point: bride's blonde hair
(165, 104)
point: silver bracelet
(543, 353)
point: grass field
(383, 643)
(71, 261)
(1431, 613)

+---+

> _What you will do_
Copy every one of the records above word for word, keeping each line in its original order.

> _Exercise output_
point: bride's blonde hair
(165, 104)
point: silver bracelet
(543, 353)
point: grass field
(383, 643)
(71, 261)
(1431, 613)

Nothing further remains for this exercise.